## [Task requirements]
The line containing "of the leafy" marks the start; return it and every line after it in the listing below, exactly, through the last.

------ Supplied material ------

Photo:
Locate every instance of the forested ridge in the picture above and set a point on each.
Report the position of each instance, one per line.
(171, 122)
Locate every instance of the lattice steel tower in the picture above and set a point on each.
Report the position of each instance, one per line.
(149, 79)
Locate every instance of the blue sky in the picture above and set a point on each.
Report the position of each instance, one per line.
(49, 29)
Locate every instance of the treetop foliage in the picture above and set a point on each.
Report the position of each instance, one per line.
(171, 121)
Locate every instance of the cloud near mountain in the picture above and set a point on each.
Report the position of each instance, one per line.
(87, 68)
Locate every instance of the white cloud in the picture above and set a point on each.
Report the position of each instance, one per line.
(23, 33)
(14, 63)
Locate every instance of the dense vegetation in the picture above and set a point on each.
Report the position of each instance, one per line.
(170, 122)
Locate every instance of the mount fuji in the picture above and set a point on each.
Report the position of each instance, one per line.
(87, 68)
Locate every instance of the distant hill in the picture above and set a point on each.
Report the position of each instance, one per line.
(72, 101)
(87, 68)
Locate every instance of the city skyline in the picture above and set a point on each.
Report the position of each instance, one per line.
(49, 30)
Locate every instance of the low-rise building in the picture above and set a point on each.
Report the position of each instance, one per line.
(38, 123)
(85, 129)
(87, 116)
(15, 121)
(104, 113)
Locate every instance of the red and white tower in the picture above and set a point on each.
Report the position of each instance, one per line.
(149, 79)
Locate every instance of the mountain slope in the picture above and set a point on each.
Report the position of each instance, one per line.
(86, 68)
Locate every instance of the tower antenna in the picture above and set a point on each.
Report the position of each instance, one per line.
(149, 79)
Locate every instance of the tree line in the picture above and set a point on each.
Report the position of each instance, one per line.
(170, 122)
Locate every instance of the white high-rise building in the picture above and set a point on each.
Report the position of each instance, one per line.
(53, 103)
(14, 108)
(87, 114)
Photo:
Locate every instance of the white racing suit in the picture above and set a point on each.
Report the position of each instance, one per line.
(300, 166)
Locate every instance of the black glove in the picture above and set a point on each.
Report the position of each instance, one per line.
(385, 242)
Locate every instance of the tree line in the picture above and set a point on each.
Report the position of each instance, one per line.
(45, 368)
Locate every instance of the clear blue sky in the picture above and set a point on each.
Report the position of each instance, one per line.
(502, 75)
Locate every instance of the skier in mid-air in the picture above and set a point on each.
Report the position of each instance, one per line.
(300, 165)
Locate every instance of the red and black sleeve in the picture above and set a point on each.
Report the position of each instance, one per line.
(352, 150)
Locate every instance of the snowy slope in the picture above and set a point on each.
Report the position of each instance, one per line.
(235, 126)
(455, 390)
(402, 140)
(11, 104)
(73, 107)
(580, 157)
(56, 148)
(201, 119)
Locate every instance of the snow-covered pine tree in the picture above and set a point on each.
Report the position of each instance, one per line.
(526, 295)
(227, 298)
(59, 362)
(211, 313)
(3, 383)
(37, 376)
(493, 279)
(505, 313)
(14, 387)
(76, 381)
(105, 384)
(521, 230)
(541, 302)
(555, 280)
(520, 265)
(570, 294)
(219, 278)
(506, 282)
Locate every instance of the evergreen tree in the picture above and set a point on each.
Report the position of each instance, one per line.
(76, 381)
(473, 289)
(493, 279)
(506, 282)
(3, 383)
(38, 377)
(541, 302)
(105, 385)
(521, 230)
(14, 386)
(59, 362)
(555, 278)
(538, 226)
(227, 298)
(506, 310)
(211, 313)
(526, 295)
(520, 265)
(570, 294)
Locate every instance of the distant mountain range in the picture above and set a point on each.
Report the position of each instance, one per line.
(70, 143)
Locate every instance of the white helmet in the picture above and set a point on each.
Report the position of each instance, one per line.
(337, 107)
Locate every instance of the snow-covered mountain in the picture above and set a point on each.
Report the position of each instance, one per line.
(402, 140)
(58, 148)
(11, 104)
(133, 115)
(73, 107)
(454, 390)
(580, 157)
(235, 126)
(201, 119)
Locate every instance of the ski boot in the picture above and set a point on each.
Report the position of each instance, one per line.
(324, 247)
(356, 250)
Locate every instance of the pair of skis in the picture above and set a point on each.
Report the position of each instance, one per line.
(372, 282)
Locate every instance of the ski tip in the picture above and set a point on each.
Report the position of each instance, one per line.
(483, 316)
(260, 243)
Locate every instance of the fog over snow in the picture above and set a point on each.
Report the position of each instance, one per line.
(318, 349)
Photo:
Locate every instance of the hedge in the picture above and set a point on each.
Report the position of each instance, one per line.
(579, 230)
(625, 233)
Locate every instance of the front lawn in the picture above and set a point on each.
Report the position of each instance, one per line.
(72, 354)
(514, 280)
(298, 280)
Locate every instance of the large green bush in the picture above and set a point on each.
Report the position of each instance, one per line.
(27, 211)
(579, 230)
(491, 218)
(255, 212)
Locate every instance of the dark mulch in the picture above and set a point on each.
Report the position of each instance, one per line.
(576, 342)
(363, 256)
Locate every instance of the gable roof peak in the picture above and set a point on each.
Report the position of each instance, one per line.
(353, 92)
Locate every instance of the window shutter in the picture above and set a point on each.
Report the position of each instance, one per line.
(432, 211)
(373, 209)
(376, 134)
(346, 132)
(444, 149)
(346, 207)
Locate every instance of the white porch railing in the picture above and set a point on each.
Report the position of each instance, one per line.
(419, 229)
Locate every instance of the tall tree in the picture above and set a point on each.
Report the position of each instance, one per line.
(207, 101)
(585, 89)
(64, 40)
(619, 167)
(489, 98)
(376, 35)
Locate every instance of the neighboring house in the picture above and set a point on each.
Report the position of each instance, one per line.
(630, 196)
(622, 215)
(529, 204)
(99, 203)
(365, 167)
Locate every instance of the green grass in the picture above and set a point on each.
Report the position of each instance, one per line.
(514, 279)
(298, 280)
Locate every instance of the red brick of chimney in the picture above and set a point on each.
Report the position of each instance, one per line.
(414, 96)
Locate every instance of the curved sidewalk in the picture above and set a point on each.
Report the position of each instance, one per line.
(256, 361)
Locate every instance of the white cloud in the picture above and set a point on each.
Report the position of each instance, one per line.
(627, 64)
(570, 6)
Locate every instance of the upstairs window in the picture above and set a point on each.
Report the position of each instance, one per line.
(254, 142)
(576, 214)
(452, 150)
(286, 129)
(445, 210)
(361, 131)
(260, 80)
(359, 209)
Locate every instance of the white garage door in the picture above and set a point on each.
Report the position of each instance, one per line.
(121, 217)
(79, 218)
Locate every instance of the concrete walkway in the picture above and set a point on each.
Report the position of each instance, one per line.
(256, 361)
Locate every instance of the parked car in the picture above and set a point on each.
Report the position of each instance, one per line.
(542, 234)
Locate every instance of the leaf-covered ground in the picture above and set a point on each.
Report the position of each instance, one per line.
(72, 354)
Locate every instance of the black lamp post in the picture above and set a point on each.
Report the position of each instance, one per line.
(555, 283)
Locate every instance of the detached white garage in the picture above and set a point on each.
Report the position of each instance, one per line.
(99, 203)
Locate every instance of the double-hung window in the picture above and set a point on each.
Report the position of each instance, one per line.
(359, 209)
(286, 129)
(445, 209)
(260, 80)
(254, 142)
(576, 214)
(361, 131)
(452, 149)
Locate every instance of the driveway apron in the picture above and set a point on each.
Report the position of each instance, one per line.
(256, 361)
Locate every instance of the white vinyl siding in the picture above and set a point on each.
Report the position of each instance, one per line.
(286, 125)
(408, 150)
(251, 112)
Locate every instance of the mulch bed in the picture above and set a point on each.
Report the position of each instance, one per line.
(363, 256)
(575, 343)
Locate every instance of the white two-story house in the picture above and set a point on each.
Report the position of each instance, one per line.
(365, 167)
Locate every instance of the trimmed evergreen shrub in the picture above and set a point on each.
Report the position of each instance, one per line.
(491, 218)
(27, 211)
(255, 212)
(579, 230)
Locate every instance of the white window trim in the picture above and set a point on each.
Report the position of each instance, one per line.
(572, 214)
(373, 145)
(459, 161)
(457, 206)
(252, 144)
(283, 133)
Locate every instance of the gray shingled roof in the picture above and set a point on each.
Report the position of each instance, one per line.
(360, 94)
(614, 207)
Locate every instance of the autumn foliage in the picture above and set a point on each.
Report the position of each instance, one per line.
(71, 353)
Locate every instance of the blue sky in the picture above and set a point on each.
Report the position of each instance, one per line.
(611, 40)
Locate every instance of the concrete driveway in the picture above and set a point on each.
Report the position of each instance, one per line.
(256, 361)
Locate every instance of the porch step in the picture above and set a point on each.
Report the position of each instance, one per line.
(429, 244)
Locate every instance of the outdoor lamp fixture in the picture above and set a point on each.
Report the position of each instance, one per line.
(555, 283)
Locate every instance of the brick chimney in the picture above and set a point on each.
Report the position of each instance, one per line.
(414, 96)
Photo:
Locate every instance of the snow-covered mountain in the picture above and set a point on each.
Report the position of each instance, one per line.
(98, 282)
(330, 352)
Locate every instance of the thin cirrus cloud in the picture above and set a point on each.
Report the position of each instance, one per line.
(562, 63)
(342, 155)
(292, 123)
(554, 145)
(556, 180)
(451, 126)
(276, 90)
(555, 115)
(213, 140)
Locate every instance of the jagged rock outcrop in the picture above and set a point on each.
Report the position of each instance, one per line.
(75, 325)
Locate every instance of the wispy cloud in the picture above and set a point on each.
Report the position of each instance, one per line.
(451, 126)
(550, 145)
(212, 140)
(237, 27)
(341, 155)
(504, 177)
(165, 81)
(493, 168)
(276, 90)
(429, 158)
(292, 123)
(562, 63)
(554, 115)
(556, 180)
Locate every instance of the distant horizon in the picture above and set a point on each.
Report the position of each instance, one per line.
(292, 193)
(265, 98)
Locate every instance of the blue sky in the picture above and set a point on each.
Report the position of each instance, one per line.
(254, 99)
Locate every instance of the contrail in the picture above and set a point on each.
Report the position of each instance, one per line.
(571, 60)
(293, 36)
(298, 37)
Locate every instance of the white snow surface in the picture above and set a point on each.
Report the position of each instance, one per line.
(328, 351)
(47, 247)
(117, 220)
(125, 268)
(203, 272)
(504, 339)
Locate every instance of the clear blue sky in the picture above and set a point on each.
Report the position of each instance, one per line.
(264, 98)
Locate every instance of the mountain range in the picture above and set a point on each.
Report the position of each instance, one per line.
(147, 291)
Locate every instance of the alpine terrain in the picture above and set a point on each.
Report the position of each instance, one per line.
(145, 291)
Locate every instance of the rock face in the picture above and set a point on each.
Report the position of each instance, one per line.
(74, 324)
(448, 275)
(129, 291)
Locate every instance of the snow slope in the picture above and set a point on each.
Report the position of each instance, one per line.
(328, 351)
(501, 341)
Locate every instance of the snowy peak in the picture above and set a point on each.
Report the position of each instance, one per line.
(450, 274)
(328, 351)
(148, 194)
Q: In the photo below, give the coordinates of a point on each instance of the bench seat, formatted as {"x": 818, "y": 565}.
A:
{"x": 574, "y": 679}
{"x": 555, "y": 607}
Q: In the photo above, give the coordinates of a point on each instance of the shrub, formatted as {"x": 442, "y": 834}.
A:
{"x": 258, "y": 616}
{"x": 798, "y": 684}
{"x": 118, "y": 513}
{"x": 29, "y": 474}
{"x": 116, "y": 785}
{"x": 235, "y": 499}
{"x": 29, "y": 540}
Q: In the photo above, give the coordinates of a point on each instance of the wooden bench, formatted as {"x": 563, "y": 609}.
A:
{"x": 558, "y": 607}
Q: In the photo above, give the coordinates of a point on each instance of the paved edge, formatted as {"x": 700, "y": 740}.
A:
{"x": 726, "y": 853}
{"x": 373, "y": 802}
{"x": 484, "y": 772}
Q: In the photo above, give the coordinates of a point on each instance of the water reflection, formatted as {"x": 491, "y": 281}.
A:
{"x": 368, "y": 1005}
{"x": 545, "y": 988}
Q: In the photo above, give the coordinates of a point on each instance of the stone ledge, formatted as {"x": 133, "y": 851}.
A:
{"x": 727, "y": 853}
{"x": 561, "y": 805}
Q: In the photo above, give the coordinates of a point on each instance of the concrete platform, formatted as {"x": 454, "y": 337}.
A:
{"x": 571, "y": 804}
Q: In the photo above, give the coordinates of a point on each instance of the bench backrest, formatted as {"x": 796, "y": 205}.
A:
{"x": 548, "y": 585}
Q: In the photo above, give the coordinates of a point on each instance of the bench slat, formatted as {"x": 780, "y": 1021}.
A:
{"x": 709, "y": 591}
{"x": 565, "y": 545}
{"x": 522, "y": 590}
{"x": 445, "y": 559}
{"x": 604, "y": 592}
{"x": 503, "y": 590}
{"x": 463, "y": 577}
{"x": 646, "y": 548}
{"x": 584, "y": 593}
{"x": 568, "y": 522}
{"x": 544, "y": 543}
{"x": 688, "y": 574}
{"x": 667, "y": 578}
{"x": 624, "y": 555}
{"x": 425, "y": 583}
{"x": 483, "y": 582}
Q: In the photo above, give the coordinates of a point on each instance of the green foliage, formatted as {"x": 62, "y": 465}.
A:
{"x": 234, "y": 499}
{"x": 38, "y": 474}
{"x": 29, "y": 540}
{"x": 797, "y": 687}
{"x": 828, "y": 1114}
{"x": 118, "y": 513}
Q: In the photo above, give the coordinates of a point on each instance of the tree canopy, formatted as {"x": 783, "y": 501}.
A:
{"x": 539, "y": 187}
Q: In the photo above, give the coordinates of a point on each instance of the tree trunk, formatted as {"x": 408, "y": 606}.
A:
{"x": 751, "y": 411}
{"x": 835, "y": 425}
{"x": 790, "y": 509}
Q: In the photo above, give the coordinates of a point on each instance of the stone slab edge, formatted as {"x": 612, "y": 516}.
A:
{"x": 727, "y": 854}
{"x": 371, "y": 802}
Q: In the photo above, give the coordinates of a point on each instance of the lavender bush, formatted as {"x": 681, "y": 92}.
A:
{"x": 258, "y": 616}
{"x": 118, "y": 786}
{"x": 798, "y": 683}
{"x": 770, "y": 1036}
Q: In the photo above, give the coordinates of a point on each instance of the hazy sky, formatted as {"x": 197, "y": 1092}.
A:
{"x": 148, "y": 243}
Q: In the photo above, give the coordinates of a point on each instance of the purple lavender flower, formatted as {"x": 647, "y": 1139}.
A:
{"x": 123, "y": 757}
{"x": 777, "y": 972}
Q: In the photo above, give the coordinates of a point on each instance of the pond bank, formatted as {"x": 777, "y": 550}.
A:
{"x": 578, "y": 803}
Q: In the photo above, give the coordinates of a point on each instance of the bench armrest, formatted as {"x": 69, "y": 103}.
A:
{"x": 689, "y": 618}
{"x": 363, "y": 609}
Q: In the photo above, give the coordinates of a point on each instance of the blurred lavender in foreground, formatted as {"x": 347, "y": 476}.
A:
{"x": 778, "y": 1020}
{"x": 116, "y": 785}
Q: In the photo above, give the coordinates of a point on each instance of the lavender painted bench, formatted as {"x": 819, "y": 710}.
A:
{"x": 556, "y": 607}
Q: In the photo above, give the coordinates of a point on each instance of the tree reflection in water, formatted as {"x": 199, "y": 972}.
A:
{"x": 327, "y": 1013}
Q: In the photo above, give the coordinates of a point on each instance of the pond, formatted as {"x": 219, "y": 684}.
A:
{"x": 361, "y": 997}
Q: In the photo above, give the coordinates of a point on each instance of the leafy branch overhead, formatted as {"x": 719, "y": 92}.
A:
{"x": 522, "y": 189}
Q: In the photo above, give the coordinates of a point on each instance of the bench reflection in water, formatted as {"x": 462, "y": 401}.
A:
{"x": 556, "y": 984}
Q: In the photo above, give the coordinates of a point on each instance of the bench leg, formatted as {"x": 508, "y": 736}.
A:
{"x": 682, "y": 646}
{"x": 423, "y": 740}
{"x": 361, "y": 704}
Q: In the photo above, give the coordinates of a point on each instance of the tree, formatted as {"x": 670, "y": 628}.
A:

------

## [Result of this exercise]
Q: In the photo above, give the coordinates of a point on each instance of the leafy branch overhead, formatted as {"x": 719, "y": 92}.
A:
{"x": 522, "y": 189}
Q: In the photo above, give the coordinates of a point on each instance of the bench reflection in water, formatted as {"x": 462, "y": 401}.
A:
{"x": 556, "y": 984}
Q: In the photo above, give the coordinates of a point on each instance of the bench leg, formatted as {"x": 508, "y": 736}.
A:
{"x": 682, "y": 646}
{"x": 423, "y": 740}
{"x": 361, "y": 704}
Q: In the photo above, give the coordinates of a point on each instance of the tree, formatted as {"x": 670, "y": 628}.
A:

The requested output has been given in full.